TO BE DONE >> Find the line containing "of the narrow", then output it and every line after it through the end of the listing below, exactly as written.

EXTRACTED INFORMATION >>
********************

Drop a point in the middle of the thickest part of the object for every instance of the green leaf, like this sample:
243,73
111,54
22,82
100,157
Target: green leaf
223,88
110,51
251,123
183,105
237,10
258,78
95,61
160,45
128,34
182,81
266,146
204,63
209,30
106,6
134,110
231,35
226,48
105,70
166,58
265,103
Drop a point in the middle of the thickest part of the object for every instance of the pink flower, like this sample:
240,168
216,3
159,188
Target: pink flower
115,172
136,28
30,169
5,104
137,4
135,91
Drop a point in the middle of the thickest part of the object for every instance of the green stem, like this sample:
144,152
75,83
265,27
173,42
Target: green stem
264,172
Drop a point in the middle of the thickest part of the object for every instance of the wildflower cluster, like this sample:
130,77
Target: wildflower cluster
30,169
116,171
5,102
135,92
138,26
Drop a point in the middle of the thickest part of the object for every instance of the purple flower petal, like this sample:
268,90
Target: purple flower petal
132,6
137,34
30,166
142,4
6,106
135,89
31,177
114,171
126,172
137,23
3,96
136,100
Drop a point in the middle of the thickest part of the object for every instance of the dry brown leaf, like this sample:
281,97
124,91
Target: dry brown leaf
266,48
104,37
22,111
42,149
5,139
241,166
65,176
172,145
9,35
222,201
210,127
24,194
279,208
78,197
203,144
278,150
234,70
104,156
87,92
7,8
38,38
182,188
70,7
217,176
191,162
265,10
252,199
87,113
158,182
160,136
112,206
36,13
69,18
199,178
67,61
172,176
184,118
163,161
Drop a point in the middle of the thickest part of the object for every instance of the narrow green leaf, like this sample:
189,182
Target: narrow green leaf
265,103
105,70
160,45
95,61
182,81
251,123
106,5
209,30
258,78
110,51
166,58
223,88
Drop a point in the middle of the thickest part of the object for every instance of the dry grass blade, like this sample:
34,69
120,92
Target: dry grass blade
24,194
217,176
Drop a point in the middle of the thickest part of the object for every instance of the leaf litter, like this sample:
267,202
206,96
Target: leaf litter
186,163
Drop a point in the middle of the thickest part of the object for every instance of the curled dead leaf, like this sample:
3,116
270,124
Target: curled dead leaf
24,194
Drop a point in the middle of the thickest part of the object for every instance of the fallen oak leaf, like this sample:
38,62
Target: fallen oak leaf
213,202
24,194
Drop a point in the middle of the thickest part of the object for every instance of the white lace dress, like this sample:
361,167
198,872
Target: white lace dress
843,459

********************

SOLUTION >>
Drop a point in the middle of the thickest part of the object for every instance of the narrow green leaf, like this sample:
189,182
Target: narrow green leaf
265,103
105,70
160,45
95,61
182,81
251,123
106,5
209,30
258,78
110,51
166,58
223,88
Drop a point in the middle of the thickest part of the object for every instance of the dry grass blade, like this sample:
34,69
120,92
Target: dry grass blade
24,194
217,176
Drop a point in the middle of the thickest part of the object for every instance of the leaf litter, like this sample:
267,202
206,96
Target: leaf litter
186,163
Drop a point in the middle of the thickest part of the object for every instance of the curled dead leaf, like this sample:
3,116
270,124
Target: curled dead leaf
24,194
Drop a point in the middle of the thickest part of the object for every instance of the fallen oak leaf, like this sample:
38,62
Target: fallen oak leaf
213,202
24,194
Drop a point in the middle of the thickest part of the object for every instance of the white lace dress, like this sample:
361,167
198,872
Target: white lace dress
843,459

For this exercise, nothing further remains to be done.